## WHAT YOU SHOULD DO
Quote only the span from the first line of the entries to the line containing "small orange pumpkin figurine in this photo.", both ends kept. Leave every picture out.

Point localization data
════

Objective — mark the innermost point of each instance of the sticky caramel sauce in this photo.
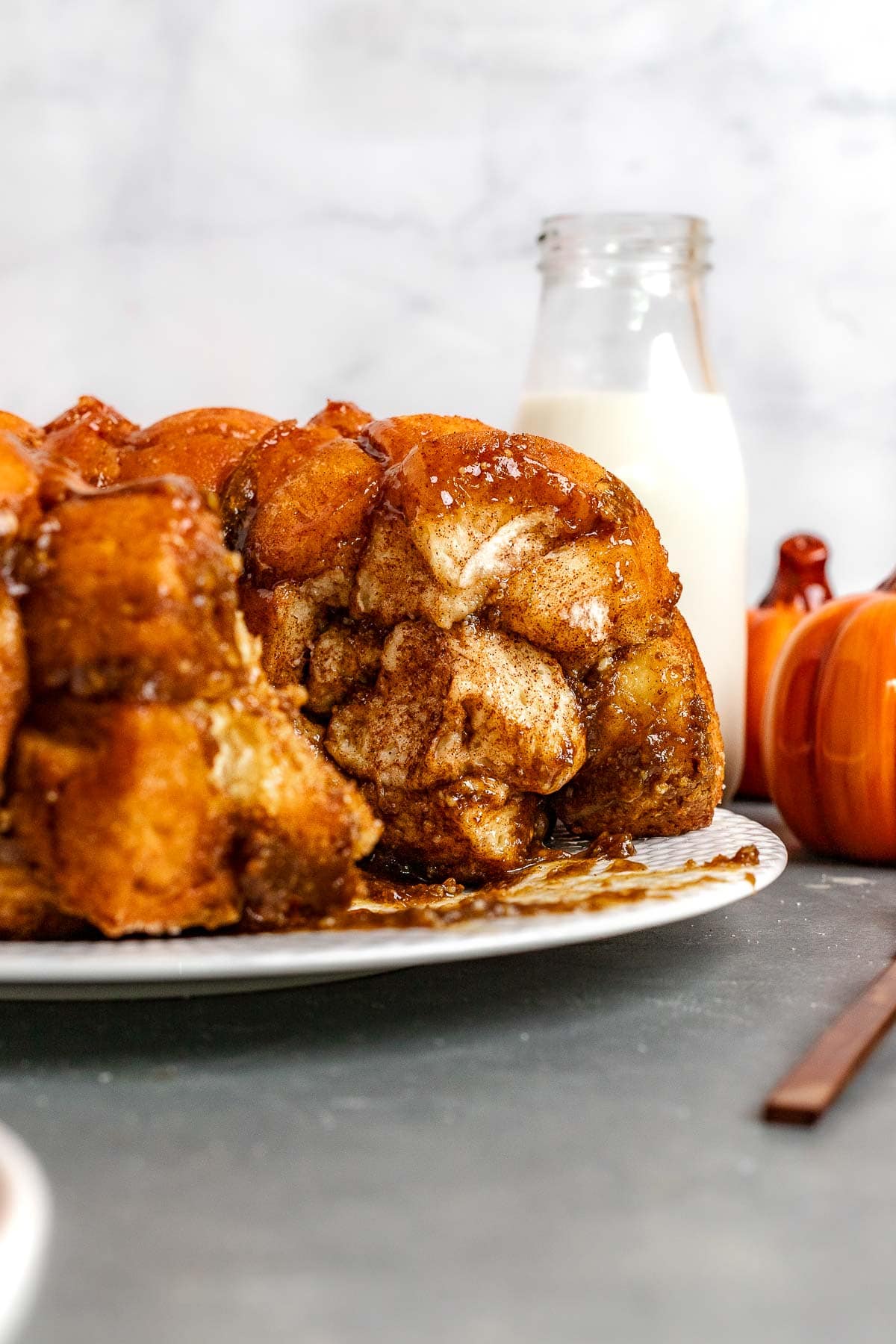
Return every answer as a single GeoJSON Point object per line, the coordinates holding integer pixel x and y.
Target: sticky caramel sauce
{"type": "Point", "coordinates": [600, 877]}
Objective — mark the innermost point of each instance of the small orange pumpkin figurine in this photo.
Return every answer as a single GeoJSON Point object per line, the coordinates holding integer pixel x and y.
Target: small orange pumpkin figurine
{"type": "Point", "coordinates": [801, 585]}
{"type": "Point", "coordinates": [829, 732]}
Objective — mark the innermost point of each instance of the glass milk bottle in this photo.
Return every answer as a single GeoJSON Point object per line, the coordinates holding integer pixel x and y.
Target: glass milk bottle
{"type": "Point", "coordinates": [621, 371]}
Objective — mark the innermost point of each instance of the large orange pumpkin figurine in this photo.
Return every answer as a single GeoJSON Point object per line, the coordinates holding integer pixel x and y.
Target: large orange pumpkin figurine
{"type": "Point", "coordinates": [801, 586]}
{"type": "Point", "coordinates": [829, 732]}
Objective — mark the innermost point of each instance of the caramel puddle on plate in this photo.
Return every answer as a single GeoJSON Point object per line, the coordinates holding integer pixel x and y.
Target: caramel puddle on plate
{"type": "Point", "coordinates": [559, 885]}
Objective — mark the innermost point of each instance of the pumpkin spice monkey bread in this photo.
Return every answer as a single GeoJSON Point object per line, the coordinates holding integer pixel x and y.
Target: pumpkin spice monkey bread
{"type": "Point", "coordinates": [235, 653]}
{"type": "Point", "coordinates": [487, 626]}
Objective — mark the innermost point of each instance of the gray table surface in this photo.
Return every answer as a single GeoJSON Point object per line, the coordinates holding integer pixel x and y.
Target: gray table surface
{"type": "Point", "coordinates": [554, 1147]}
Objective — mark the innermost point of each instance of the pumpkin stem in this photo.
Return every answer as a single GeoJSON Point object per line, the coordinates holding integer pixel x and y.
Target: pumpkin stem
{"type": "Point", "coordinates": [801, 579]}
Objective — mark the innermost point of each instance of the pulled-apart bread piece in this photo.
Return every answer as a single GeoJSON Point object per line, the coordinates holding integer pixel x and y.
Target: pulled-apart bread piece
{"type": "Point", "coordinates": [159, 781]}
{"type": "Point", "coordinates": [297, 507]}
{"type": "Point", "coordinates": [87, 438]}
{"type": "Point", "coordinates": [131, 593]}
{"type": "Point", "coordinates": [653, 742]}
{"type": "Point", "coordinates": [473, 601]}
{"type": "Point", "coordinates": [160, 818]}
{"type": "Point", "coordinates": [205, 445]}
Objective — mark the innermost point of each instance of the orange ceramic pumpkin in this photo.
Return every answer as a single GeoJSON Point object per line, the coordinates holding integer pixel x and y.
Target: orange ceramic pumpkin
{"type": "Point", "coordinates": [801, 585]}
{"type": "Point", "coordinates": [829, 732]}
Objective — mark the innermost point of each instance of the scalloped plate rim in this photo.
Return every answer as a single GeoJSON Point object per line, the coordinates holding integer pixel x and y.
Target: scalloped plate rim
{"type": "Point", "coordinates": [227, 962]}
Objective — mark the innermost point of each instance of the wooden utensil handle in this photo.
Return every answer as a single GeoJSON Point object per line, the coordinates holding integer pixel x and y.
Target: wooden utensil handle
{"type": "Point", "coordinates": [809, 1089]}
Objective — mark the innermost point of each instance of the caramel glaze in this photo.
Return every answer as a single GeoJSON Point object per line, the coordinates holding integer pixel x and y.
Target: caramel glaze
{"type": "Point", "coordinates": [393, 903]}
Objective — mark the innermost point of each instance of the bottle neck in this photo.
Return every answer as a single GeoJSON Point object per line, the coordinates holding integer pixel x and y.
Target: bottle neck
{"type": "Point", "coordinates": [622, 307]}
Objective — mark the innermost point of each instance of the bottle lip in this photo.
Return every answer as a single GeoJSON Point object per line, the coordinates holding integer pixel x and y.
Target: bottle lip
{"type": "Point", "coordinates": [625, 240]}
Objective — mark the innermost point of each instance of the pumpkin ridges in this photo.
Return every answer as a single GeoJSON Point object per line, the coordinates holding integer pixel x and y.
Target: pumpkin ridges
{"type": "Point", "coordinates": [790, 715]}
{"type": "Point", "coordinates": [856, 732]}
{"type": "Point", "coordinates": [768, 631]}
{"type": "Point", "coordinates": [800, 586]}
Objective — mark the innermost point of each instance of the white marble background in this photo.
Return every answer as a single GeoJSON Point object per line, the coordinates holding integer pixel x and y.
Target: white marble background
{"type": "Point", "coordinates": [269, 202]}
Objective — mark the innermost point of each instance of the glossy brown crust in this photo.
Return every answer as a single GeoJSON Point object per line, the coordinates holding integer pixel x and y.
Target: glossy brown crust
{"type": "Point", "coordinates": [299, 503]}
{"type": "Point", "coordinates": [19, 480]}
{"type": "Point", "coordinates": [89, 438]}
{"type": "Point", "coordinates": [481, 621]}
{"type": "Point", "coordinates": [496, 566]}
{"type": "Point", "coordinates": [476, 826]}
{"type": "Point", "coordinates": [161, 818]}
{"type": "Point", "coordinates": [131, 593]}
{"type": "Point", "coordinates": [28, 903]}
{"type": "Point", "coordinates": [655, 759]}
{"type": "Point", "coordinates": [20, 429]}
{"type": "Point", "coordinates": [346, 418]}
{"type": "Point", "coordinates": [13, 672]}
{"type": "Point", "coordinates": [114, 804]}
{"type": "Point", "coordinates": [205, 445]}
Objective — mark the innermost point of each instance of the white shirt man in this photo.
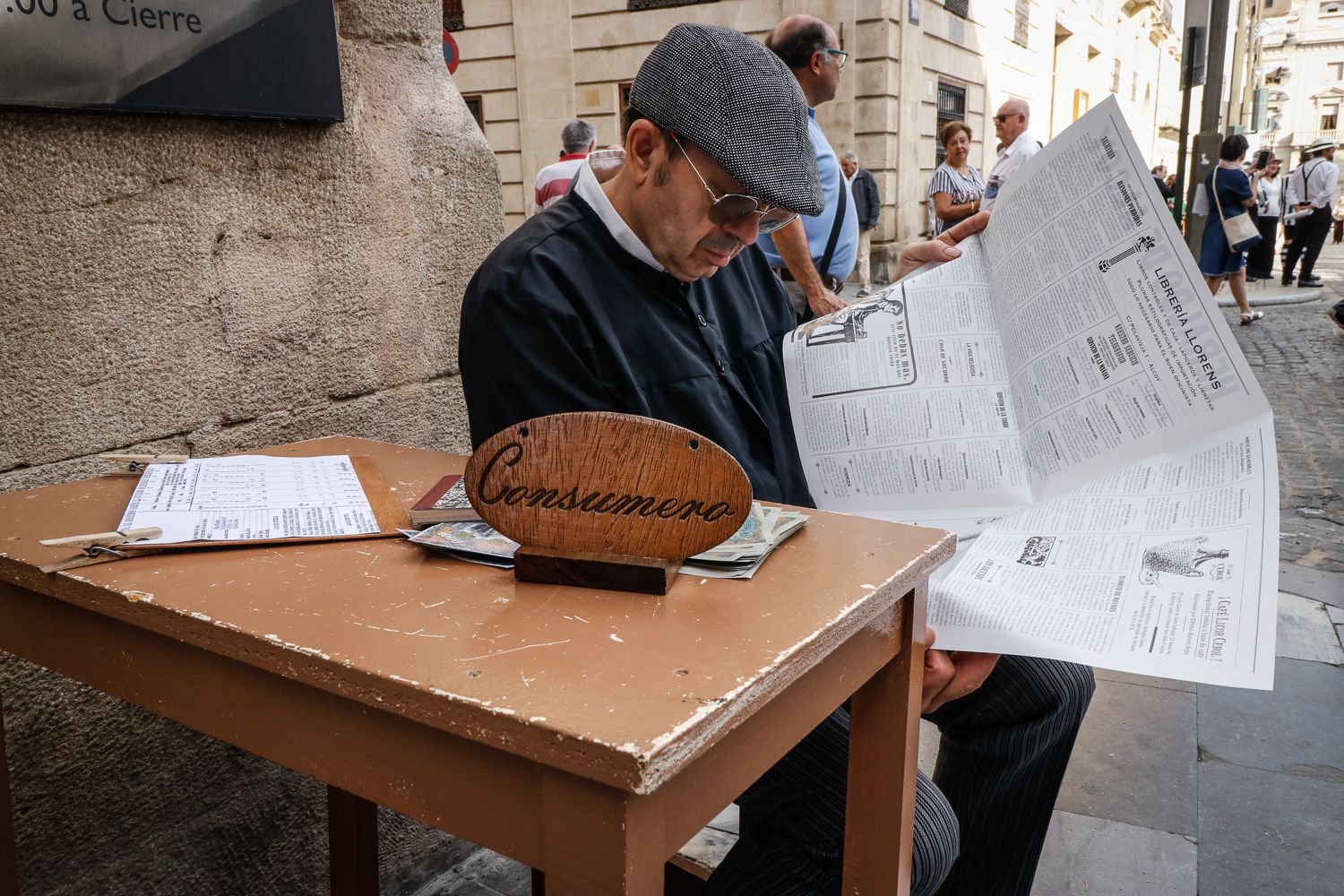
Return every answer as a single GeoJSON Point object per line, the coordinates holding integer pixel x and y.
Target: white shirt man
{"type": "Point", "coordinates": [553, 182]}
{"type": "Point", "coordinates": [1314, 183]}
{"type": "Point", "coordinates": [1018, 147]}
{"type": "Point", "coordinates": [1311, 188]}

════

## REPLY TO THE EXERCISE
Objective — mark the innermost point of each instance of the sticky caramel sauce in this photo.
Return every answer as a single GeoJSON Point object per line, the coordinates holding integer pixel x and y.
Target: sticky caramel sauce
{"type": "Point", "coordinates": [600, 877]}
Objective — mark the innermost point of each instance of the small orange pumpkin figurine in this photo.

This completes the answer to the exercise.